• EXERCISE GOAL:
Report how many lines in the data include "below", with the number as the only reply.

• EXERCISE MATERIALS:
● ● ●
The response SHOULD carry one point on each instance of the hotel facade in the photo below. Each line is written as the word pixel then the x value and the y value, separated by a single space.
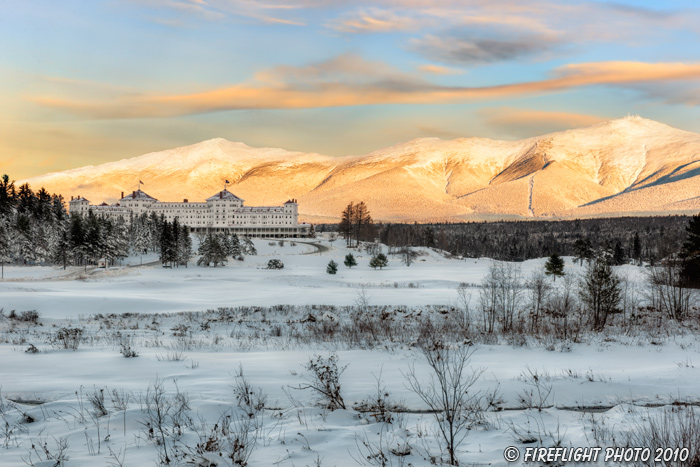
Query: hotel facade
pixel 222 212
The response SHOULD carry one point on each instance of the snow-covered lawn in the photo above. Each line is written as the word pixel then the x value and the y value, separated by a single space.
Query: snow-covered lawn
pixel 591 393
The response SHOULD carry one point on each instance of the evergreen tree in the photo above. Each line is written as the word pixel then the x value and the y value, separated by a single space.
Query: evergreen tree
pixel 8 196
pixel 62 251
pixel 637 249
pixel 247 247
pixel 235 246
pixel 350 260
pixel 167 244
pixel 212 251
pixel 332 267
pixel 690 253
pixel 428 237
pixel 362 223
pixel 583 250
pixel 5 244
pixel 379 261
pixel 408 255
pixel 184 246
pixel 619 256
pixel 345 226
pixel 554 266
pixel 77 239
pixel 600 292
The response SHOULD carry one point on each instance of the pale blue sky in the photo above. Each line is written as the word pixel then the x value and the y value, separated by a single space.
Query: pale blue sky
pixel 89 82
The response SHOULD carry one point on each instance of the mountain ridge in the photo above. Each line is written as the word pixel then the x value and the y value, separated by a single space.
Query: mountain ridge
pixel 629 165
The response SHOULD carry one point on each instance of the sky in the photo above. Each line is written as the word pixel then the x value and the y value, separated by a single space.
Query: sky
pixel 87 82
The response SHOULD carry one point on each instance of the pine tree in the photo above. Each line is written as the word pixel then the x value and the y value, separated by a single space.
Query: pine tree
pixel 690 253
pixel 619 256
pixel 235 246
pixel 407 256
pixel 379 261
pixel 166 244
pixel 345 226
pixel 583 250
pixel 77 239
pixel 600 292
pixel 362 222
pixel 212 251
pixel 332 267
pixel 8 196
pixel 184 246
pixel 62 250
pixel 350 260
pixel 5 243
pixel 554 266
pixel 247 247
pixel 637 249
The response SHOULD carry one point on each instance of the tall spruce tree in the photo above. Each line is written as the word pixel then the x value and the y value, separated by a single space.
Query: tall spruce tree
pixel 690 253
pixel 600 292
pixel 554 266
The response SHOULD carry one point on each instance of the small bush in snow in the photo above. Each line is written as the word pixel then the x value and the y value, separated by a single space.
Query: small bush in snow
pixel 67 338
pixel 275 264
pixel 248 397
pixel 126 349
pixel 350 260
pixel 324 379
pixel 332 267
pixel 379 261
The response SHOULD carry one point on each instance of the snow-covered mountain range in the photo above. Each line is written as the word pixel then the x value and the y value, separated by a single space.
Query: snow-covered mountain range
pixel 626 166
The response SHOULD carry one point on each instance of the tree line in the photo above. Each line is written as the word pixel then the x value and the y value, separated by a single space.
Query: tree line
pixel 35 228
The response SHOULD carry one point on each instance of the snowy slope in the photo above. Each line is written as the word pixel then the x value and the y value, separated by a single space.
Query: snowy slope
pixel 617 167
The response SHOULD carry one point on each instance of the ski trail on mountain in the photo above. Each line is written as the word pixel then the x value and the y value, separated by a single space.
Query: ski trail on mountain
pixel 529 204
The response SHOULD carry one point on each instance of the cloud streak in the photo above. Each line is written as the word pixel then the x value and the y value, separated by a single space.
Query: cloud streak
pixel 349 80
pixel 522 123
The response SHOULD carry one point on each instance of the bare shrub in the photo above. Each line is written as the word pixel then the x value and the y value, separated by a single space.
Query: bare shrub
pixel 538 288
pixel 379 405
pixel 537 395
pixel 668 291
pixel 448 393
pixel 232 439
pixel 164 419
pixel 248 397
pixel 126 347
pixel 31 316
pixel 67 338
pixel 323 378
pixel 58 455
pixel 97 400
pixel 275 264
pixel 500 293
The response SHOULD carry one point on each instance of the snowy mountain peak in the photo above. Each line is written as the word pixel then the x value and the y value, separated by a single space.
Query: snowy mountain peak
pixel 623 166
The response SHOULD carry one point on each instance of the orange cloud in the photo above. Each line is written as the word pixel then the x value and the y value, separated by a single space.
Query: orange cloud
pixel 439 70
pixel 375 20
pixel 336 84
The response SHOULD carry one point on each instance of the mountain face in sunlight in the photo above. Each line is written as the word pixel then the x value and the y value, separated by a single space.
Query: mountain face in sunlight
pixel 626 166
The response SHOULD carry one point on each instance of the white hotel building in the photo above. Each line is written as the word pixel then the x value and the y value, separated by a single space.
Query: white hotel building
pixel 223 212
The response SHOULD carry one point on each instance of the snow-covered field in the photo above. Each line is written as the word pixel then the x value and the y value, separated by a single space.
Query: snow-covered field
pixel 195 328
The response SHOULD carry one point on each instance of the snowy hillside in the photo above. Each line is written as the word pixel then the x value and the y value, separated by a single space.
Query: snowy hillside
pixel 189 332
pixel 617 167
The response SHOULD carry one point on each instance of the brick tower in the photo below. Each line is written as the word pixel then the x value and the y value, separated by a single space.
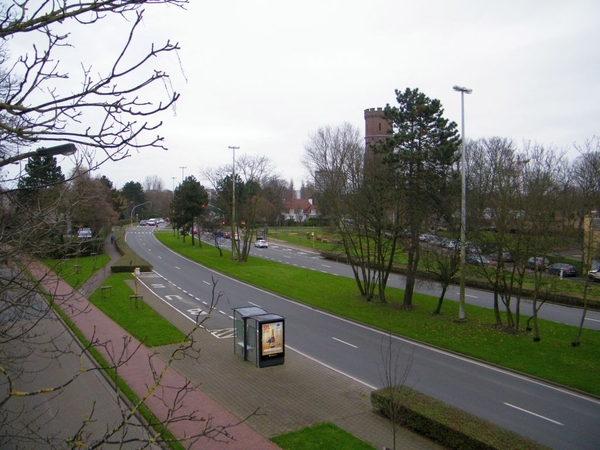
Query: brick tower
pixel 377 128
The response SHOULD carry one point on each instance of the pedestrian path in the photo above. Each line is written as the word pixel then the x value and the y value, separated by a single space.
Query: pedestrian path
pixel 226 389
pixel 140 370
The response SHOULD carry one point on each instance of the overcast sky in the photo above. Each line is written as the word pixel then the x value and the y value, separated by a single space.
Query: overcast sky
pixel 263 75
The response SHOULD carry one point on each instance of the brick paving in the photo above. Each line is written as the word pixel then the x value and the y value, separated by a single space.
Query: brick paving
pixel 269 401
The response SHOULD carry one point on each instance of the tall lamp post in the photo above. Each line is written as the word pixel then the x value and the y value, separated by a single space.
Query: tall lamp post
pixel 463 203
pixel 233 228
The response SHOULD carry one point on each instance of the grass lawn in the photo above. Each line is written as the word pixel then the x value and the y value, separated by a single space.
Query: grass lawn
pixel 144 324
pixel 553 358
pixel 75 271
pixel 324 436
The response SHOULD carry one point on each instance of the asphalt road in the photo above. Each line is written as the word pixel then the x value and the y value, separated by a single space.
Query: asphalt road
pixel 553 416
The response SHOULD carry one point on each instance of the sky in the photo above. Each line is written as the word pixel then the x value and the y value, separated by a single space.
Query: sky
pixel 264 75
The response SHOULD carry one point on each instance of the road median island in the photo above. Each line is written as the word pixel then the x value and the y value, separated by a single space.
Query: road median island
pixel 440 422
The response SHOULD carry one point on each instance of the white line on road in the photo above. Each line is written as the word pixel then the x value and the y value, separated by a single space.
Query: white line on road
pixel 343 342
pixel 534 414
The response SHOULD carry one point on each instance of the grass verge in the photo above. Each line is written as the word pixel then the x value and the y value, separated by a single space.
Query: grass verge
pixel 552 359
pixel 123 388
pixel 324 436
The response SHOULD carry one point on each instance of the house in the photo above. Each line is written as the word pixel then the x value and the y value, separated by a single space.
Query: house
pixel 299 209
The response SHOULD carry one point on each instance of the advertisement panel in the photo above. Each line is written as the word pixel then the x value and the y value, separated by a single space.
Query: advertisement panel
pixel 272 338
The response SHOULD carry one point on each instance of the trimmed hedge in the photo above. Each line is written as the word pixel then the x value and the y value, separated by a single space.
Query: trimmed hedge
pixel 128 256
pixel 440 422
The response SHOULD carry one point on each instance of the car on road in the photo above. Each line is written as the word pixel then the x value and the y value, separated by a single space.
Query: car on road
pixel 479 260
pixel 261 243
pixel 537 262
pixel 568 270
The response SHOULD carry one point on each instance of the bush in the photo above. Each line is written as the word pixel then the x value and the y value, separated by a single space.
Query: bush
pixel 445 424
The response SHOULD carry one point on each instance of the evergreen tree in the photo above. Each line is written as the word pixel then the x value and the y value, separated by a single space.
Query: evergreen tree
pixel 133 194
pixel 36 187
pixel 189 203
pixel 423 151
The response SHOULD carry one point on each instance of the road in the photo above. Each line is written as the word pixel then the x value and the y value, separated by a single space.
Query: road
pixel 550 415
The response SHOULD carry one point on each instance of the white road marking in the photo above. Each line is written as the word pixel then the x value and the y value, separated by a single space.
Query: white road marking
pixel 534 414
pixel 343 342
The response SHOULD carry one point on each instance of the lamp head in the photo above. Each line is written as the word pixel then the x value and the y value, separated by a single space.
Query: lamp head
pixel 462 89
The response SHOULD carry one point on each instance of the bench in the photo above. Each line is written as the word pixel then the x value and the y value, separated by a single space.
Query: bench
pixel 103 289
pixel 134 299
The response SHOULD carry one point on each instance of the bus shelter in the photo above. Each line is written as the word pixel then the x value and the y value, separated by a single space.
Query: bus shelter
pixel 259 336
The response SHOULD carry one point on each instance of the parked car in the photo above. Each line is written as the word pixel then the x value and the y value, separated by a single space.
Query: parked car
pixel 568 270
pixel 479 260
pixel 594 275
pixel 537 262
pixel 506 257
pixel 261 243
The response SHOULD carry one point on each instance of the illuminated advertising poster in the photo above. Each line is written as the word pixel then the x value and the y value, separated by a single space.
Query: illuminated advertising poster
pixel 272 338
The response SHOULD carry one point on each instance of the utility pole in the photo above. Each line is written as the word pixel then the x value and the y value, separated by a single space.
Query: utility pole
pixel 233 227
pixel 463 203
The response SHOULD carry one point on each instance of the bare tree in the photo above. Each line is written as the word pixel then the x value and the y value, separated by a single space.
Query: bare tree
pixel 110 109
pixel 256 182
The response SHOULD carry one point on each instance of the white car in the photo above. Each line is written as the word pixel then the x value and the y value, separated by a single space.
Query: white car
pixel 594 275
pixel 261 243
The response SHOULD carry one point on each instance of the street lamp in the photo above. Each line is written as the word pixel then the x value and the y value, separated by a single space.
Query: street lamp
pixel 63 149
pixel 233 243
pixel 463 203
pixel 133 209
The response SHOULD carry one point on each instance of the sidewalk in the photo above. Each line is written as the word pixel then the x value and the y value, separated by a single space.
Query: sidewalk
pixel 286 398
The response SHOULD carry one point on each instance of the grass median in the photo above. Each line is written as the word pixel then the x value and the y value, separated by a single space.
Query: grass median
pixel 552 359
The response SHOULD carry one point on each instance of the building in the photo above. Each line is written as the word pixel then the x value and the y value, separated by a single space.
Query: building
pixel 377 128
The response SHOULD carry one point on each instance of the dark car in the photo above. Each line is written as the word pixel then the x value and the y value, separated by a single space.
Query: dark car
pixel 568 270
pixel 479 260
pixel 506 257
pixel 537 262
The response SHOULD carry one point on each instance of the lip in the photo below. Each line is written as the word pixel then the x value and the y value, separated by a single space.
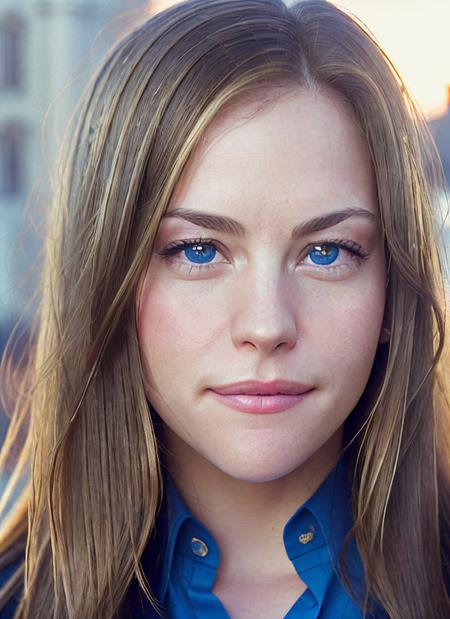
● ● ●
• SOLVED PROBLEM:
3